**PROBLEM STATEMENT**
Repeat word for word the lines below, from the line with "Task: locate the beaver snout" up to and including the line with "column 168, row 136".

**INPUT MATERIAL**
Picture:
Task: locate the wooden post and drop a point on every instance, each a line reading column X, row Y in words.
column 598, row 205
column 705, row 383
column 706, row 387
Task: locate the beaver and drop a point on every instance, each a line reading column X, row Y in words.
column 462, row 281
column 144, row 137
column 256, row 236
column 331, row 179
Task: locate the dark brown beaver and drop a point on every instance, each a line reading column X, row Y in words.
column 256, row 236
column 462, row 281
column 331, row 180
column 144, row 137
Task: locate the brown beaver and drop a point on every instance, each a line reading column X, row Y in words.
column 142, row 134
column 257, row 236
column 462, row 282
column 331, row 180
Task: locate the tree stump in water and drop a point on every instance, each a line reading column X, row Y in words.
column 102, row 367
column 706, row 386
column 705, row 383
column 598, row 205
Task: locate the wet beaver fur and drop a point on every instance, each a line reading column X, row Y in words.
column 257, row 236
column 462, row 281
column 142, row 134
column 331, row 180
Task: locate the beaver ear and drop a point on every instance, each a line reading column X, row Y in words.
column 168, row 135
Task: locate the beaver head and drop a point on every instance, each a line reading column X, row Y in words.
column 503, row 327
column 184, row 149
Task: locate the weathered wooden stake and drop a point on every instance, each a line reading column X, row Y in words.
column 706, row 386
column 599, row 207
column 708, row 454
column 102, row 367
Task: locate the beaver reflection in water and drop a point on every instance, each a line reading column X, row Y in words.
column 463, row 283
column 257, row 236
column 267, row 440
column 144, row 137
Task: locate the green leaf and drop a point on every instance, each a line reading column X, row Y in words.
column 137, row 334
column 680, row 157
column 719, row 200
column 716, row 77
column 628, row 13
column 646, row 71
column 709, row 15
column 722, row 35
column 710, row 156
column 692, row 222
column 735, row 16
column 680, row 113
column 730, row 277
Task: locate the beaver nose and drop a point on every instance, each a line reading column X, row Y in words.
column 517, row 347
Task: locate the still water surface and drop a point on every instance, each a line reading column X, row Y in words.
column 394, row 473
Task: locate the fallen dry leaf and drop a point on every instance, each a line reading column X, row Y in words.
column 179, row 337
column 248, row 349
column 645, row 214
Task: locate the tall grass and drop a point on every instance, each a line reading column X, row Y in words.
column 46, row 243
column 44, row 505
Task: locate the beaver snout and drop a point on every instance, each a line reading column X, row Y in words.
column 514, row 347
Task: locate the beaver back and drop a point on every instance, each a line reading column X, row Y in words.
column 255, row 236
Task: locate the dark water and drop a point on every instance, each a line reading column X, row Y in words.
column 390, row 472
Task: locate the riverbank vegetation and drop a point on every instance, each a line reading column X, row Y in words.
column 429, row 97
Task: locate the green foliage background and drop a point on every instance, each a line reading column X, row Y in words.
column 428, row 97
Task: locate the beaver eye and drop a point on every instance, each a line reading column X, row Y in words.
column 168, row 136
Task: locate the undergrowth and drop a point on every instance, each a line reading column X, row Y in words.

**OUTPUT OF THE TASK**
Task: locate the beaver snout and drop a point on every instance, each a line reading column X, row Y in words.
column 514, row 347
Task: locate the beaver back and drop a point on every instance, each a line reading column X, row Y in words.
column 255, row 236
Task: locate the dark water and drop a point on every instance, each a line reading column X, row Y in words.
column 390, row 472
Task: locate the riverbank vegetation and drop a point on every instance, each a line reading column X, row Y in words.
column 429, row 97
Task: locate the green foliage background and drop a point on every instance, each a line reading column X, row Y in words.
column 428, row 97
Task: locate the beaver eye and drop a point on every instance, each a line reading column X, row Y in words.
column 168, row 136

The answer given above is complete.